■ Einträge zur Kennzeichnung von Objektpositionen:
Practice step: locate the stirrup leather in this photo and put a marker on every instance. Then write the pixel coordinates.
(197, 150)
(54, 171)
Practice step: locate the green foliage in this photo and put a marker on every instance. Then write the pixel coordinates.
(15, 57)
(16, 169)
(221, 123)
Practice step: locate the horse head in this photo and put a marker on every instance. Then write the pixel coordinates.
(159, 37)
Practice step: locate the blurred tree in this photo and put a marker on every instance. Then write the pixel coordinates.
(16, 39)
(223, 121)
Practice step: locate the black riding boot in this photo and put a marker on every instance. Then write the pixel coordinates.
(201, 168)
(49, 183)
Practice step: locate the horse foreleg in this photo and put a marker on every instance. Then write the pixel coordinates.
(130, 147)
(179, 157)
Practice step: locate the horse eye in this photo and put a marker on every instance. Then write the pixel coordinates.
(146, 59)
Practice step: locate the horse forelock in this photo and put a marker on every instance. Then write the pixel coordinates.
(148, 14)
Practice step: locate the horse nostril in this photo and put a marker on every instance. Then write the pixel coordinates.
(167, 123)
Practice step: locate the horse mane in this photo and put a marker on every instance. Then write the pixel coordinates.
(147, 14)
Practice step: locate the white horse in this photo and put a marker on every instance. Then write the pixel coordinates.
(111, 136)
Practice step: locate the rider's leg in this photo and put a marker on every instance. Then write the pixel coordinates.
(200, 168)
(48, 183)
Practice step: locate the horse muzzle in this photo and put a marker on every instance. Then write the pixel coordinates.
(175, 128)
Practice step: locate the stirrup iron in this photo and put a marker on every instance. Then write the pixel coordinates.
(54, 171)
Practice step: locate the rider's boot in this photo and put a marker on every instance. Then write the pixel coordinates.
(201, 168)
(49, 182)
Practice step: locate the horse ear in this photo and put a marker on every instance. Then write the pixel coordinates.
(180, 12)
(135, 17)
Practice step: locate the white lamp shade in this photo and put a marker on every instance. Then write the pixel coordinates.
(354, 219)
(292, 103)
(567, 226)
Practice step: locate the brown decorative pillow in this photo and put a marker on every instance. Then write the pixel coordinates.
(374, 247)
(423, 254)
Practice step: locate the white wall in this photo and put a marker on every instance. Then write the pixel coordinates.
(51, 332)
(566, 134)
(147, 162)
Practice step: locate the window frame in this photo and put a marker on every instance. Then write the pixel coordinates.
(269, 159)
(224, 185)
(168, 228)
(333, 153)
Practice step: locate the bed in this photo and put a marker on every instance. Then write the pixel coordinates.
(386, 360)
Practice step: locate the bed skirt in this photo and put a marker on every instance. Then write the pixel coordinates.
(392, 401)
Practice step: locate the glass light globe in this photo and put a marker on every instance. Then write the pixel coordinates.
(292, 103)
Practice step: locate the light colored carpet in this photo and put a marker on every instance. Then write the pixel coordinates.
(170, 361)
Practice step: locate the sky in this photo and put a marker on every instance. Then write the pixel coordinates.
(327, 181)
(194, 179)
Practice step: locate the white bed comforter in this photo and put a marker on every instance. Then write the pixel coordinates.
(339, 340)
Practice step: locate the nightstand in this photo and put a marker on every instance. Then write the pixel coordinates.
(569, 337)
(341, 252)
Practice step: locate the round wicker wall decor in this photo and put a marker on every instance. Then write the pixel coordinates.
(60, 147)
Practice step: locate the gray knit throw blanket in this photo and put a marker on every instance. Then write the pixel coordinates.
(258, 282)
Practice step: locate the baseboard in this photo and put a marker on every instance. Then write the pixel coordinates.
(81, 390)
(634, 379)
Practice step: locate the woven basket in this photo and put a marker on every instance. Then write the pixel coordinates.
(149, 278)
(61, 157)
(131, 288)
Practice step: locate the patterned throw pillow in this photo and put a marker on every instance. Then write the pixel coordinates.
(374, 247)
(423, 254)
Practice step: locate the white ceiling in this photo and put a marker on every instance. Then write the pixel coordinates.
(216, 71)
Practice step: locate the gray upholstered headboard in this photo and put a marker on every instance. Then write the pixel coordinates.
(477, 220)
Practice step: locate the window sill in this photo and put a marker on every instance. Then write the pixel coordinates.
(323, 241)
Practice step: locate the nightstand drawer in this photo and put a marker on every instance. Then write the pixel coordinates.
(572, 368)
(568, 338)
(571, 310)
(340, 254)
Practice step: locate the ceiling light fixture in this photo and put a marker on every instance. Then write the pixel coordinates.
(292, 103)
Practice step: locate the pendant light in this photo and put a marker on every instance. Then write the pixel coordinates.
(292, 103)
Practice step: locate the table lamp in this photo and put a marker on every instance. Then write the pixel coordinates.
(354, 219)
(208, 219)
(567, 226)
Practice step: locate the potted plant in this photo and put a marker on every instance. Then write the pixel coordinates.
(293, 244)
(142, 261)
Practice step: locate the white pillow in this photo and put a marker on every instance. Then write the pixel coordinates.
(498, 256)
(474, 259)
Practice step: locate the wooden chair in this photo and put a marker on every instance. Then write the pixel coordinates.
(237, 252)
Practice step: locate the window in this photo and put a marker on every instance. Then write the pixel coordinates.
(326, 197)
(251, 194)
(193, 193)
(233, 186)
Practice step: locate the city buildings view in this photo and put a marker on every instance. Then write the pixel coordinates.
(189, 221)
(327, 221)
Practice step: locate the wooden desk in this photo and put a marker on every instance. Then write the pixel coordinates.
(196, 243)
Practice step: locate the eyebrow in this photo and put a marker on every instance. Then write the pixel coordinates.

■ Arbeitsanweisung:
Schreibe alle Einträge noch einmal ab und ersetze dabei „Practice step“ überall durch „Training step“. Alles andere bleibt unverändert.

■ Musterlösung:
Training step: locate the stirrup leather in this photo and put a marker on every instance. Then write the pixel coordinates.
(197, 150)
(54, 171)
Training step: locate the green foliage in this photo and put a marker on every instance. Then write the pixel coordinates.
(15, 57)
(16, 169)
(221, 123)
Training step: locate the horse head in this photo and put a marker on every instance. Then write the pixel coordinates.
(159, 37)
Training step: locate the blurred tree in this photo and put a marker on every instance. Then write the pixel coordinates.
(16, 39)
(223, 121)
Training step: locate the black riding boot in this photo and put a marker on every instance. Then write the pixel coordinates.
(201, 168)
(49, 183)
Training step: locate the horse foreleg in this photo and put a marker on every instance. Then write the pixel coordinates.
(130, 147)
(179, 157)
Training step: locate the horse eye in this photo and put a marker on every instance. Then write the pixel coordinates.
(146, 59)
Training step: locate the horse forelock in this photo and put a marker on every instance. Then write the pixel coordinates.
(148, 14)
Training step: locate the horse nostril in this photo and put a marker on every instance. Then write the pixel coordinates.
(167, 123)
Training step: locate the horse mane in this photo and put a marker on every instance. Then write the pixel coordinates.
(147, 14)
Training step: locate the white horse in this photo and put a marker on every instance. Then write the pixel coordinates.
(111, 136)
Training step: locate the rider's leg in this photo and put a marker on every instance. Then write the pixel coordinates.
(200, 168)
(48, 183)
Training step: locate the horse muzzle in this photo and put a marker on every instance. Then write the pixel coordinates.
(175, 128)
Training step: locate the stirrup iron in this photo and put a marker on every instance. Then write the pixel coordinates.
(54, 171)
Training step: locate the rider's boot in this photo and put a marker on every instance. Then write the pixel coordinates.
(201, 168)
(49, 182)
Training step: locate the horse ear in this photo and put a marker on every instance. Then write the pixel coordinates.
(180, 12)
(135, 17)
Training step: locate the white lamp shade in this photo and put a marker on every instance. Then write the pixel coordinates.
(354, 219)
(292, 103)
(567, 226)
Training step: locate the brown decorative pillow in this photo and put a marker on every instance. Then write the pixel coordinates.
(374, 247)
(423, 254)
Training step: locate the white wall in this photo and put a marker on every instance. Then write the pixel coordinates.
(51, 332)
(566, 134)
(147, 162)
Training step: locate the window frame in this photo and put a marker on every instance. Then write the pixel coordinates.
(269, 159)
(224, 185)
(168, 228)
(333, 153)
Training step: locate the bed in this photo and put a marker on every instance. Then write the pixel coordinates.
(386, 360)
Training step: locate the bed skirt in this photo and put a marker on every instance. Then write the pixel coordinates.
(392, 401)
Training step: locate the glass light globe in this photo and put a marker on every instance. Then write the pixel coordinates.
(292, 103)
Training step: locate the light colored carpet in this photo and put a marker on every instance. Then write the pixel coordinates.
(170, 361)
Training step: locate the sky in this photo and put a marker on every instance. Then write the pixel coordinates.
(327, 181)
(194, 179)
Training step: locate the white bed comforter in this photo and put a marker on every instance. Then write the pixel coordinates.
(339, 340)
Training step: locate the nightstand in this photo and put a marker on every instance. Then write the pixel coordinates.
(569, 337)
(341, 252)
Training step: locate the round wicker wall decor in this photo and put a marker on every instance. Then write the pixel coordinates.
(60, 147)
Training step: locate the gray knit throw blanket in this photo and put a marker on every instance. Then write the pixel coordinates.
(258, 282)
Training step: locate the baseboard in this photo and put a marker on every instance. Then write the pixel coordinates.
(81, 390)
(634, 379)
Training step: locate the woven basket in this photo and put a marker on every instance. Then write the pixel coordinates.
(149, 278)
(61, 157)
(131, 288)
Training step: locate the patterned throw pillow in this photo and put a marker on every instance. Then write the pixel coordinates.
(374, 247)
(423, 254)
Training step: locate the white ceiling in this photo and put a marker on every instance. Then write the pixel coordinates.
(216, 71)
Training step: locate the gray upholstered headboard in this photo and put a marker on every instance. Then write the pixel coordinates.
(477, 220)
Training step: locate the window sill in this photo and put a marker on every instance. Then write the pixel coordinates.
(323, 241)
Training step: locate the nightstand drawer in this photo and put a marker on every instance. Then write the pixel coordinates.
(572, 368)
(568, 338)
(571, 310)
(340, 254)
Training step: locate the ceiling light fixture in this photo and put a marker on every instance. Then write the pixel coordinates.
(292, 103)
Training step: locate the pendant light in this photo and put a marker on every instance. Then write the pixel coordinates.
(292, 103)
Training step: locate the table lamp in this photo and put a marker on every instance. Then write the pixel coordinates.
(354, 219)
(208, 219)
(567, 226)
Training step: locate the potted plant in this photo and put a marker on every instance. Then write the pixel coordinates.
(293, 244)
(142, 261)
Training step: locate the white pillow in this photo and put a marker on every instance. Then write the pixel coordinates.
(498, 256)
(474, 259)
Training step: locate the wooden chair in this photo and put a marker on every instance. Then write the pixel coordinates.
(237, 252)
Training step: locate the window in this photo and put a marker on every instance. Then write the pixel coordinates.
(326, 197)
(251, 194)
(193, 193)
(233, 186)
Training step: locate the city buildings view in this photo and put a marker on every instance. Then write the pixel coordinates.
(189, 221)
(327, 221)
Training step: locate the wooden desk in this photo and put a marker on every instance. Then write the pixel coordinates.
(196, 243)
Training step: locate the eyebrow in this photo and put a marker on every instance. Then write the pixel coordinates.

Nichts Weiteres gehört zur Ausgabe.